#### Task to carry out
Output every line of the listing below, unchanged.

#### Data ####

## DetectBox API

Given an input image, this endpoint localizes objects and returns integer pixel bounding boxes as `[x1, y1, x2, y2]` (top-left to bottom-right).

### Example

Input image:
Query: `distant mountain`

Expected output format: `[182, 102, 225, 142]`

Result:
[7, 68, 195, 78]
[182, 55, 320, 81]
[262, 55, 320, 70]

####

#### Exercise result
## DetectBox API

Given an input image, this endpoint localizes objects and returns integer pixel bounding boxes as `[x1, y1, x2, y2]` (top-left to bottom-right).

### Example

Input image:
Query: `distant mountain`

Expected output format: `[182, 102, 225, 142]`

Result:
[7, 68, 195, 78]
[182, 55, 320, 81]
[262, 55, 320, 70]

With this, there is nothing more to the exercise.